What is asked:
Omit the images. Copy each entry word for word.

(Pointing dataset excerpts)
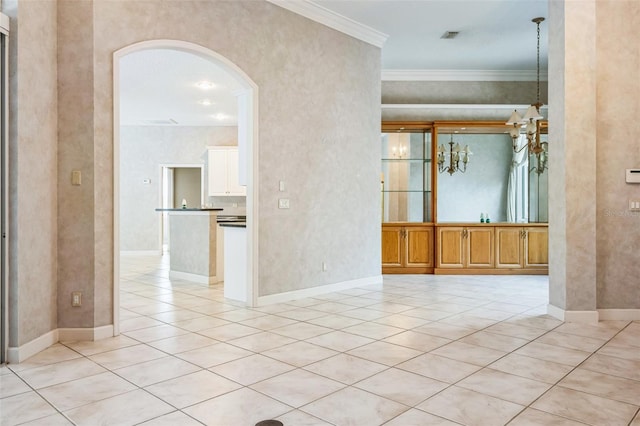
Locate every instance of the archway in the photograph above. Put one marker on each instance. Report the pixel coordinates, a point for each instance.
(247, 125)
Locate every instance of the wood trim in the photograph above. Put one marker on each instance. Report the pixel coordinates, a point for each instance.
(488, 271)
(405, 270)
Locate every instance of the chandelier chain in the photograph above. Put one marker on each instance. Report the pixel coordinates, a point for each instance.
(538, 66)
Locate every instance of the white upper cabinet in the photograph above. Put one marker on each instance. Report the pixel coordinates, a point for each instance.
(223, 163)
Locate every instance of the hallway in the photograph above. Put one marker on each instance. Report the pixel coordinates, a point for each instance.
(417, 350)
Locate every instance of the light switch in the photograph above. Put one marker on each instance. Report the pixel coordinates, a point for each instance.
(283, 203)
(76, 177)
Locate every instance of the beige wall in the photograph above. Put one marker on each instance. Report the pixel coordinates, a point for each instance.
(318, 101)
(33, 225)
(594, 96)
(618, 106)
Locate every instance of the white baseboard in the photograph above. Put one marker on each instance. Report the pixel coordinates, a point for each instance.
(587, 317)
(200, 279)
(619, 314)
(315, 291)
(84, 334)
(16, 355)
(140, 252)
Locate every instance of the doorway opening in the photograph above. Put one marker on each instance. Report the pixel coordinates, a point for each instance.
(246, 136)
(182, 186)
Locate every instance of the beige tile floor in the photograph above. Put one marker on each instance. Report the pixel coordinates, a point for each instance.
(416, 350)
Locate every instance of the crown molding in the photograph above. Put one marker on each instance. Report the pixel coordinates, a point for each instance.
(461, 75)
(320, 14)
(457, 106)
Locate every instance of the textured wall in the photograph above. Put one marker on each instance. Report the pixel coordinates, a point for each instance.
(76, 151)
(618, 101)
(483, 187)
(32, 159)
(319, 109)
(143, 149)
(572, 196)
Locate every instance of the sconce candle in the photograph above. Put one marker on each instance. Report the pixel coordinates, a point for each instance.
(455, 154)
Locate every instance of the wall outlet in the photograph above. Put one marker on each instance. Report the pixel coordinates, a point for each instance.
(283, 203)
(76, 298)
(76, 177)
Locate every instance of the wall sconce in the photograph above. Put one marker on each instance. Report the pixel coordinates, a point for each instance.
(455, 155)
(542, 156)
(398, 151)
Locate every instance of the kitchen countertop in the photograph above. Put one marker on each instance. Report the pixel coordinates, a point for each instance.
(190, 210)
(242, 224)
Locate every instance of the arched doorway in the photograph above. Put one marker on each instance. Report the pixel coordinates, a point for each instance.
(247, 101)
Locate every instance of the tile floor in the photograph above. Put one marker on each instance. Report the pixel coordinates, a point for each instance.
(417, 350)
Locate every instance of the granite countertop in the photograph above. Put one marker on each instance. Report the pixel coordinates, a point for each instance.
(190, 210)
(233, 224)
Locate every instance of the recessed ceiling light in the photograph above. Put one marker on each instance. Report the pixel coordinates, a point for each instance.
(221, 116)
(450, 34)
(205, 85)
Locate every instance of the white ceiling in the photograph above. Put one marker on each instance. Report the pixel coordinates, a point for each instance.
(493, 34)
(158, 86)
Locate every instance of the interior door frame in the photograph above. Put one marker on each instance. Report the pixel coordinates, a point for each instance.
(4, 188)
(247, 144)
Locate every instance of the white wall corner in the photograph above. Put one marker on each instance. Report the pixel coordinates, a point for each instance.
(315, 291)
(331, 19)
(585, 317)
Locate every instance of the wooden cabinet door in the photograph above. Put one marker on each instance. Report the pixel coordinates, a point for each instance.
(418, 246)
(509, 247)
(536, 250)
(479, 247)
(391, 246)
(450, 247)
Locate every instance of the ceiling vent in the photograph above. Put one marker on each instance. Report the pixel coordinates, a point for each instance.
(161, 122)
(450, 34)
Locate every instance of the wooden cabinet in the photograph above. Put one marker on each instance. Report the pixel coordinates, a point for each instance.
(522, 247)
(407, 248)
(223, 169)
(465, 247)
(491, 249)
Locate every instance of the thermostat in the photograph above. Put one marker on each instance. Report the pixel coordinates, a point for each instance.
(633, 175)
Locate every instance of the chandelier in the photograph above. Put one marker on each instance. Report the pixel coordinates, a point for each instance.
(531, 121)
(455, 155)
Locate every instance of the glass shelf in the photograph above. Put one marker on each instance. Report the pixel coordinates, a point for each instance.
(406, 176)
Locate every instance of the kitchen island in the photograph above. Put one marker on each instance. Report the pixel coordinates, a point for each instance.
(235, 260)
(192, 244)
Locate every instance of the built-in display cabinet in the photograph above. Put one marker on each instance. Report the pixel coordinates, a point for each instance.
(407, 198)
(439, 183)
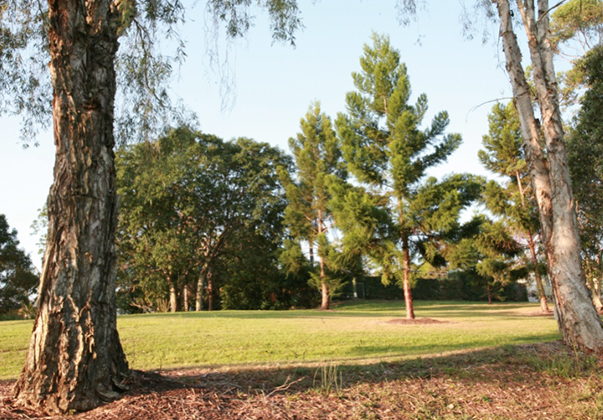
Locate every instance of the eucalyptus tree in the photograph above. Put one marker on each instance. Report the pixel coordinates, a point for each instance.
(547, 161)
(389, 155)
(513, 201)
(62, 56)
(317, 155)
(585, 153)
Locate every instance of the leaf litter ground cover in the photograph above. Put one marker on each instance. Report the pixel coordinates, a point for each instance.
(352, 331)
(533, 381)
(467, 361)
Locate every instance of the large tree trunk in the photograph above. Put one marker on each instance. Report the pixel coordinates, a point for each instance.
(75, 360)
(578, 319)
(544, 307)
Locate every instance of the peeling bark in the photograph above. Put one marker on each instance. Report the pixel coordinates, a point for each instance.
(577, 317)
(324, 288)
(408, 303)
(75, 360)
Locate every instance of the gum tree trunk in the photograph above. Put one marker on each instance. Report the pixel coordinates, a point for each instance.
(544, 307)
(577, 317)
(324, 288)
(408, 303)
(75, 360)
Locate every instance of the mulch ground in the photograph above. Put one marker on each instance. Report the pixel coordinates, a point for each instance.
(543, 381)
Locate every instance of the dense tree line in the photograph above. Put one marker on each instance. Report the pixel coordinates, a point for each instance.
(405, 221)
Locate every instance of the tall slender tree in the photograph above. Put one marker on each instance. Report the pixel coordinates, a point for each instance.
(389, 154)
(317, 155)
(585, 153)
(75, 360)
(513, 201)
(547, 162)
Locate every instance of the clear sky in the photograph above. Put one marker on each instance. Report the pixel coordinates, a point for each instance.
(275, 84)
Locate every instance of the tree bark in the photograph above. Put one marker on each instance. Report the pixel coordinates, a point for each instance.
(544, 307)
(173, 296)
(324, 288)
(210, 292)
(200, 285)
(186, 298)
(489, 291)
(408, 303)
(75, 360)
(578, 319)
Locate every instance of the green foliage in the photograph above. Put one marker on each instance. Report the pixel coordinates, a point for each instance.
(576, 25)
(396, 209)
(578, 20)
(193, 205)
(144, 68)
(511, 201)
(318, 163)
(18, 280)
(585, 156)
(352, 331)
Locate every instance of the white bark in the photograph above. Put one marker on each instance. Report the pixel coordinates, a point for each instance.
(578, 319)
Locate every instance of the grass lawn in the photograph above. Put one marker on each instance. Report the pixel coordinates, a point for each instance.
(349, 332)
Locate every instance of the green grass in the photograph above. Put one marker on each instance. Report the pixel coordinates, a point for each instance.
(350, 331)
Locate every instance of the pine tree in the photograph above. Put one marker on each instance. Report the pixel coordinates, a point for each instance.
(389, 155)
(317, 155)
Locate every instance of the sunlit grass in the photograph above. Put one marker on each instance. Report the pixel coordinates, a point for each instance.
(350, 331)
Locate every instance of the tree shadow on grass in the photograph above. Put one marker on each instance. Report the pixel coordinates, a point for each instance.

The response:
Locate every instance of the archway in the photograph above. Put one marker on each instance. Report the pixel coordinates, a point for each instance.
(247, 125)
Locate every instance of the wood trim in the photograph above. Put one marker on each instance. Report the pixel coordinates, a point for each instance.
(488, 271)
(405, 270)
Locate every instance of the chandelier chain in the photograph above. Put one marker on each instance. Report the pixel coordinates, a point for each instance.
(538, 66)
Locate every instance of the white upper cabinet in the photograph above. Put one marker on each instance. Report the pixel coordinates, a point for each instance.
(223, 163)
Locate every instance of the hallway in the photograph above. Put one marker on each instance. Report the pixel coordinates, a point for each instance.
(417, 350)
Locate every instance of the light switch in the photograph above. Put one marker on each instance. Report the pixel coordinates, a point for each instance.
(283, 203)
(76, 177)
Locate every instance of the beige wall in the photograph above. Put one marker on each instance. Report the pixel coordinates, a point for each instance.
(318, 101)
(33, 225)
(594, 96)
(618, 106)
Locate every instance of the white baseboard in the photograph above. Put one marker on each instance. Report the pixel coordinates, a point for each instance.
(587, 317)
(200, 279)
(619, 314)
(315, 291)
(84, 334)
(16, 355)
(140, 252)
Locate every instance of the doorway opening in the photograph above. Put one marker on each instance. Report the pixel coordinates, a point for each instance.
(246, 136)
(182, 186)
Locate every instance of the beige tile floor in the photograph above. Put one marker on each instance. Report the pixel coordinates, a point for each instance.
(416, 350)
Locate every instance of the crown molding in the photograph above. Put one marker on each instance. Report the pixel coordinates, a point for each instance.
(461, 75)
(320, 14)
(457, 106)
Locate every instance of the textured wall in the photograph above. Put one marker on each instance. Report the pixel coordinates, a point for each instance.
(76, 151)
(618, 101)
(483, 187)
(32, 159)
(319, 109)
(143, 149)
(572, 196)
Locate every instance of the sconce candle in the photograph above. Put one marker on each instance. Report the pixel coordinates, a point for each instance.
(455, 154)
Locate every instance of the wall outlet in the photograph above. Put one marker on each instance. Report the pixel coordinates, a point for each instance.
(283, 203)
(76, 298)
(76, 177)
Locate every instance of the wall sconce in the photograph above. Put one marker on each instance. Report the pixel coordinates, a point for each instance.
(455, 155)
(542, 156)
(398, 151)
Locate every instance of the kitchen countertop in the photograph above. Put one marker on each instance. Report the pixel coordinates, a point for each instance.
(190, 210)
(242, 224)
Locate every instance of the arched doorway in the photograph above. Put one marker on each instance. Report the pixel coordinates, a point for each instance.
(247, 101)
Locate every instance of the tile floor in the photograph above. Put one marker on each instance. Report the pixel coordinates, a point for each instance.
(417, 350)
Locate every instance of the granite countertop in the photograph above. Put one marker on each instance. Report the pixel coordinates, a point for each instance.
(190, 210)
(233, 224)
Locate every instance of the recessed ceiling light in the photograph above. Put one marker on each instance. Report the pixel coordinates, a point for each instance.
(221, 116)
(450, 34)
(205, 85)
Locate every instance of the white ceiling in the photograph above. Put one marker on each instance. Report the pixel coordinates, a point for each instance.
(493, 34)
(158, 86)
Locate every instance of the interior door frame in the photograph above. Put one marker on each instance. Report the pixel coordinates, a point for each instance.
(4, 188)
(247, 144)
Locate every instance of the white wall corner in the photograph above. Put one marker on each instance. Report the pixel coordinates, a point for each instance.
(315, 291)
(331, 19)
(585, 317)
Locate every instance of the wooden cabinet door in the photograph above. Put one marker on each instance. Report the pixel coordinates, a point for each instance.
(418, 246)
(509, 247)
(536, 250)
(479, 247)
(391, 246)
(450, 247)
Locate every instance of the ceiling vent in the photograph above. Put one marker on each instance. Report the pixel coordinates, a point for each instance.
(161, 122)
(450, 34)
Locate every instance of the wooden cabinet in the photograph above. Put one marker on each instance. Report the pixel coordinates, a point for each instance.
(522, 247)
(407, 248)
(223, 169)
(465, 247)
(491, 249)
Locate every instance of the thermostat in the photograph above. Put one marker on each instance. Report the pixel coordinates, a point for each instance.
(633, 175)
Locate every instance of the chandelier in the photograph above. Put one marker on each instance. Report the pixel coordinates, a point for each instance.
(531, 121)
(455, 155)
Locate every instance of the glass shelf in the photograph above. Put one marker on each instance. Report the pixel coordinates, a point for each instance.
(406, 176)
Locate every instance of the kitchen island in the photograph above. Put one marker on each instance. Report the pixel coordinates, a point for each instance.
(235, 260)
(192, 244)
Locate every instance of the built-in display cabinet in the photograph above. Put one marker on each instance. Report the pixel coordinates, a point for each instance.
(407, 198)
(439, 183)
Locate every instance of the eucalyptus tree in the photograph above. Put one marker on each instance. Report the pixel coordinates, a point for each instance.
(547, 161)
(389, 155)
(513, 201)
(62, 56)
(317, 155)
(585, 153)
Locate every instance of the leaf litter ground cover in the photograph above. Put one marker on each instance. Report the pixel coordinates, a point for each instance.
(352, 331)
(533, 381)
(467, 361)
Locate every instance of the large tree trunk in the photograph above. Put one marker on each instance. Report the pixel coordinates, a point for each instance.
(75, 360)
(578, 319)
(544, 307)
Locate every instance of the peeling bark in the photograph above. Put one marker on each instance. Report the pixel coordinates, a point for each instance.
(577, 317)
(324, 288)
(408, 303)
(75, 360)
Locate every instance of the gum tree trunk in the photograph above. Put one marker on each instance. Report the pixel coordinates, a point for each instance.
(544, 307)
(577, 317)
(324, 288)
(408, 303)
(75, 360)
Locate every instance of the mulch ground in the photograph above. Put one marker on each instance. Report the pixel coordinates, a point for each instance.
(543, 381)
Locate every instance of the dense tree line in the photograph above. Put one marker on each instance. Report the pixel coordinates, a point for each instance.
(405, 221)
Locate every instance of the tall slender tree in the photograph above. Put one marker on each instance. Report the pixel coordinates, a point for each instance.
(389, 154)
(317, 155)
(585, 153)
(75, 360)
(513, 201)
(547, 162)
Locate every instance of the clear sky in the photograph above. Put one marker on each instance. Report the pixel coordinates, a point for each instance.
(275, 84)
Locate every instance of the tree bark in the photograph above. Put one marker on each instance. Report the pixel coordinates, a point for each instance.
(544, 307)
(173, 296)
(324, 288)
(210, 292)
(200, 285)
(186, 298)
(489, 291)
(408, 303)
(75, 360)
(578, 319)
Locate every instance of the green foliage in the photograph above. Put one marker on each instance. Report the pixel coordinates, a point for each instance.
(576, 25)
(396, 209)
(578, 20)
(193, 205)
(144, 68)
(511, 201)
(318, 163)
(18, 280)
(585, 156)
(352, 331)
Locate every instance of the white bark in the photograph above. Put one marker on each instance. Report the pixel coordinates, a point for each instance.
(578, 319)
Locate every instance of the grass lawn in the photograph above. Put one marker on each instance. Report the pixel coordinates, a point for each instance.
(349, 332)
Locate every instance of the green grass in the photograph above. Put one marker on each instance. Report the pixel coordinates, a point for each instance.
(350, 331)
Locate every instance of the pine tree in the photograph above. Put one marker on each instance. Report the pixel coordinates, a point for each instance.
(389, 155)
(317, 155)
Locate every instance of the sunlit grass in the photograph above. Put one marker on each instance. Report the pixel coordinates, a point for each instance.
(350, 331)
Locate every instance of the tree shadow on grass in the photograph above. Put one marker on each instance. Report the pixel coordinates, a point for each instance.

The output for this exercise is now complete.